_Extract_:
• • • • • • •
Feisal Naqvi

Not worth the time

In Uncategorized on July 16, 2012 at 11:00 am

As a weary Pakistan gears up for the by-now hallowed ritual of ‘PM ko jootay maro’, it is worth going back and remembering what this whole mess is about.

In 1997, the PML-N government wrote to the Swiss authorities and asked them to investigate allegations of corruption against various persons, including one Asif Ali Zardari. Subsequently, various accountability cases were launched against Mr Zardari. None of those cases ever reached finality. In 1999, Mr Zardari was convicted in the SGS-Cotecna case by a bench of the Lahore High Court headed by Justice Malik Muhammad Qayyum. However, Justice Qayyum was later found to have privately discussed these cases with various members of the Nawaz Sharif regime and the Supreme Court rightly set the conviction aside.
• • • • • • •
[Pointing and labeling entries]
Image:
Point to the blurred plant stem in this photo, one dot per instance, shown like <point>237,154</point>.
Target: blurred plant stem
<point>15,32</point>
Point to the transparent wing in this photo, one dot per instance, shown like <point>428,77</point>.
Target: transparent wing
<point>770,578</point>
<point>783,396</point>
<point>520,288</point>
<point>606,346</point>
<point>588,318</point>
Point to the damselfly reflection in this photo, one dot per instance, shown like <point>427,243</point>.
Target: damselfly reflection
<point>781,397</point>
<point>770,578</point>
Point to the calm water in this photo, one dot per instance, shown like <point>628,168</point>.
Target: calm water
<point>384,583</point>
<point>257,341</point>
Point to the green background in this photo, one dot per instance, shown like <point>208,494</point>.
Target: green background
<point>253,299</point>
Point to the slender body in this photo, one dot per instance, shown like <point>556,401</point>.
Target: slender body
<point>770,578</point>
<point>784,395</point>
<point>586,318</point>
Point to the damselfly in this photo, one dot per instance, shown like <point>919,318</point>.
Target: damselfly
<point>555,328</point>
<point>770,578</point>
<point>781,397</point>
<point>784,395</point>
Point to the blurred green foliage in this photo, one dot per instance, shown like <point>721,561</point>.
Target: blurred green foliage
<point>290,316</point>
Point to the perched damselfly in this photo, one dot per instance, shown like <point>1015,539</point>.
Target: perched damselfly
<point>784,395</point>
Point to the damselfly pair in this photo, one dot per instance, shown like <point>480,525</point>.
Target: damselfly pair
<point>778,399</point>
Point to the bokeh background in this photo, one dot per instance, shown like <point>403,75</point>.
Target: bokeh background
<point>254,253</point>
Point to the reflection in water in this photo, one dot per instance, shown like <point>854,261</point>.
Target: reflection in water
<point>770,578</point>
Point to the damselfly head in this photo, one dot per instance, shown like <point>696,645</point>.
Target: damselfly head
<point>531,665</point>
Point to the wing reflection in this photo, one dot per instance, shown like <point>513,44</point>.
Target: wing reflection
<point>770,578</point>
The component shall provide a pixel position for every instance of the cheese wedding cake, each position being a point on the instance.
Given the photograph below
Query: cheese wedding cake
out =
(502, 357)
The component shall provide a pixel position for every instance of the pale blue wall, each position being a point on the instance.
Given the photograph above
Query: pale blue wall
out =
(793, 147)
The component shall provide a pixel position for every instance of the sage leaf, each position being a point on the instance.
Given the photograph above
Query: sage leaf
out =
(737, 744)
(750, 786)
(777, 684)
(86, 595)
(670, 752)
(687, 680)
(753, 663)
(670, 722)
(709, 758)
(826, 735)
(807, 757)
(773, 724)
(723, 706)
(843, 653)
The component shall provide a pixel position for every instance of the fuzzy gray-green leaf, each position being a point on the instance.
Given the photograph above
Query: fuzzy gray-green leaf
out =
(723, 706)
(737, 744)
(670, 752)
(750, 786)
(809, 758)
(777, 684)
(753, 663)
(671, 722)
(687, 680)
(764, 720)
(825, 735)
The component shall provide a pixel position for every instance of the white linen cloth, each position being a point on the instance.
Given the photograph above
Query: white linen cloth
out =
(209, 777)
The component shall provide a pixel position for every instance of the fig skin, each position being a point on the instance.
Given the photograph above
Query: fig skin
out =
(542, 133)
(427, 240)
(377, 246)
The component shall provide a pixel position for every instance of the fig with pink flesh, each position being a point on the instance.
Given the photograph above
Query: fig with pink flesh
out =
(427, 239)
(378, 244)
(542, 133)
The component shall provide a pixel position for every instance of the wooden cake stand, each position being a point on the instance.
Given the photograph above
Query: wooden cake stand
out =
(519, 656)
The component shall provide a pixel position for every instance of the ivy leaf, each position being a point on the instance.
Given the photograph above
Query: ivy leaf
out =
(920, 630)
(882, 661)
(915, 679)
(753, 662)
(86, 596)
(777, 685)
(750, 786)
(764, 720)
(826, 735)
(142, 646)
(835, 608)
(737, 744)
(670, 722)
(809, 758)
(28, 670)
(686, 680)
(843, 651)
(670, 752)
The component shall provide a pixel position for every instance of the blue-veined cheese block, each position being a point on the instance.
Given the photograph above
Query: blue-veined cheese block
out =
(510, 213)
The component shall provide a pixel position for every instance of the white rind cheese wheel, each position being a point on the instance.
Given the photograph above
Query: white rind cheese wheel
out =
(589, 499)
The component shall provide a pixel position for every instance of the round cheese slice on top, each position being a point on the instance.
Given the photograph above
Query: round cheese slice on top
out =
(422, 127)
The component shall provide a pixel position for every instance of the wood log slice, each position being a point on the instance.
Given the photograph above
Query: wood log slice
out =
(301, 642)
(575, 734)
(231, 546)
• • • • • • •
_Written tasks_:
#1 Reproduce the column on the Zardari corruption cases between "In Uncategorized on" and "the conviction aside.", inclusive, renaming "Mr Zardari" as "Zardari" throughout.
#2 According to the column on the Zardari corruption cases, who headed the Lahore High Court bench that convicted Mr Zardari in the SGS-Cotecna case?
#3 Carry the column on the Zardari corruption cases forward from its final sentence.

_Answers to each task_:
#1
In Uncategorized on July 16, 2012 at 11:00 am

As a weary Pakistan gears up for the by-now hallowed ritual of ‘PM ko jootay maro’, it is worth going back and remembering what this whole mess is about.

In 1997, the PML-N government wrote to the Swiss authorities and asked them to investigate allegations of corruption against various persons, including one Asif Ali Zardari. Subsequently, various accountability cases were launched against Zardari. None of those cases ever reached finality. In 1999, Zardari was convicted in the SGS-Cotecna case by a bench of the Lahore High Court headed by Justice Malik Muhammad Qayyum. However, Justice Qayyum was later found to have privately discussed these cases with various members of the Nawaz Sharif regime and the Supreme Court rightly set the conviction aside.

#2 Justice Malik Muhammad Qayyum

#3
The Musharraf regime then seemed to give up on the idea of actually getting a conviction, preferring to let matters slide. In 2004, Mr Zardari was released on bail after having spent eight years in jail without ever getting convicted.

In 2007, all cases pending in Pakistan against Mr Zardari disappeared via the National Reconciliation Ordinance (NRO). The-then Attorney General, Justice (retd.) Qayyum wrote to the Swiss authorities on May 22, 2008, and formally withdrew the request for cooperation. Justice Qayyum also informed the Swiss that the prosecution of Mr Zardari had been found to be “politically motivated” and that the contract to SGS-Cotecna had been awarded “in good faith in discharge of official functions”.

Presumably, the Swiss found it reassuring to be told that the prosecution of Mr Zardari had been mala fide by a judge who himself had found that very prosecution not only to be bona fide but fully substantiated. In any event, the Swiss then formally closed their proceedings.

In 2009, the Supreme Court declared that the NRO was a law which — at least in legal terms — had never existed. The 2008 letter by Malik Qayyum was also declared to be illegal, the earlier request was “declared never to have been withdrawn” and through the now famous para 178, the Federal Government was directed to inform the Swiss of this fact. And then the PPP rebelled.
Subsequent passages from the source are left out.